§ AIM: Copy out the lines of the records unchanged, from the line with "Wanted → bare rocky ground" up to and including the line with "[1298,149,1568,255]".

○ ○ ○ ○

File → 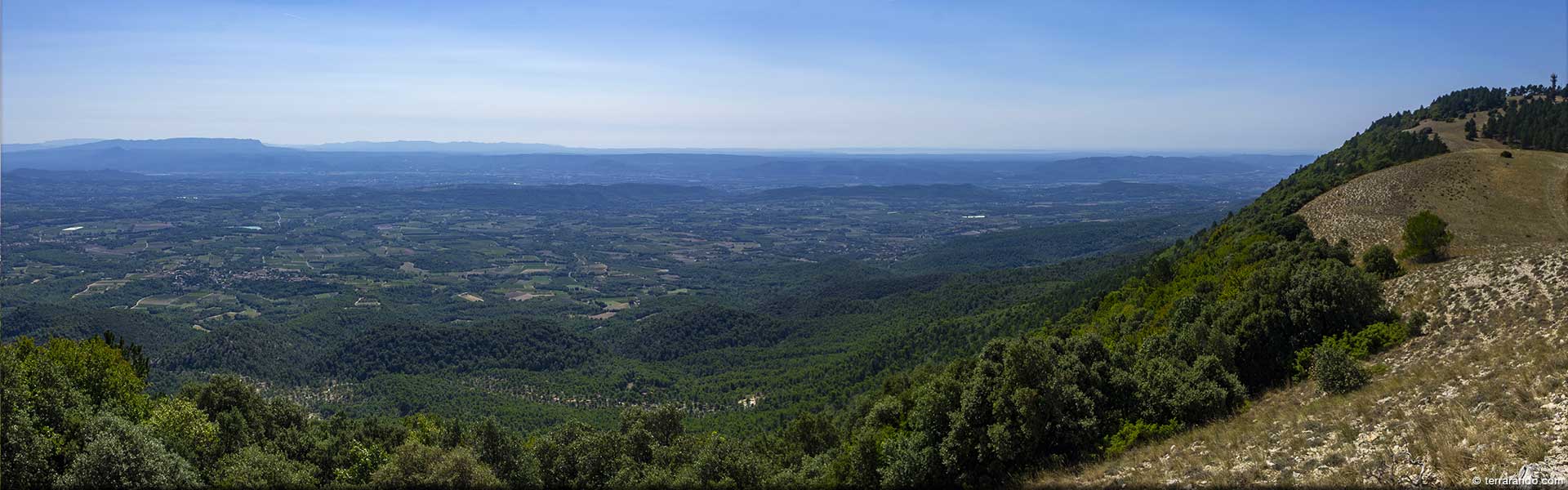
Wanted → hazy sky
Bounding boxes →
[0,0,1568,151]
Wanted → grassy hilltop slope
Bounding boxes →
[1300,148,1568,255]
[1066,92,1568,485]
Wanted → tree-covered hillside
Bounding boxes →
[0,90,1543,487]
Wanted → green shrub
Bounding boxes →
[60,415,201,488]
[212,446,317,488]
[1312,342,1367,394]
[1102,419,1186,459]
[1405,311,1430,337]
[1361,245,1401,279]
[1401,211,1454,262]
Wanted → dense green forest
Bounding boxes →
[9,88,1534,487]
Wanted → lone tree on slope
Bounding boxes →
[1399,211,1454,262]
[1361,245,1399,279]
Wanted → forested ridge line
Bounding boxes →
[0,88,1555,488]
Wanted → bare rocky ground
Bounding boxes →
[1041,247,1568,487]
[1036,136,1568,487]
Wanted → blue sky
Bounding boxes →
[0,0,1568,153]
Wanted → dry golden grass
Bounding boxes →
[1298,149,1568,255]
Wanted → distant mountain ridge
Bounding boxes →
[284,140,581,155]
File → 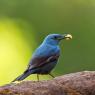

○ ○ ○ ○

§ RESPONSE:
Wanted → bare rocky ground
Bounding boxes →
[1041,247,1568,487]
[1036,136,1568,487]
Wanted → blue sky
Bounding boxes →
[0,0,1568,153]
Wanted → dry golden grass
Bounding boxes →
[1298,149,1568,255]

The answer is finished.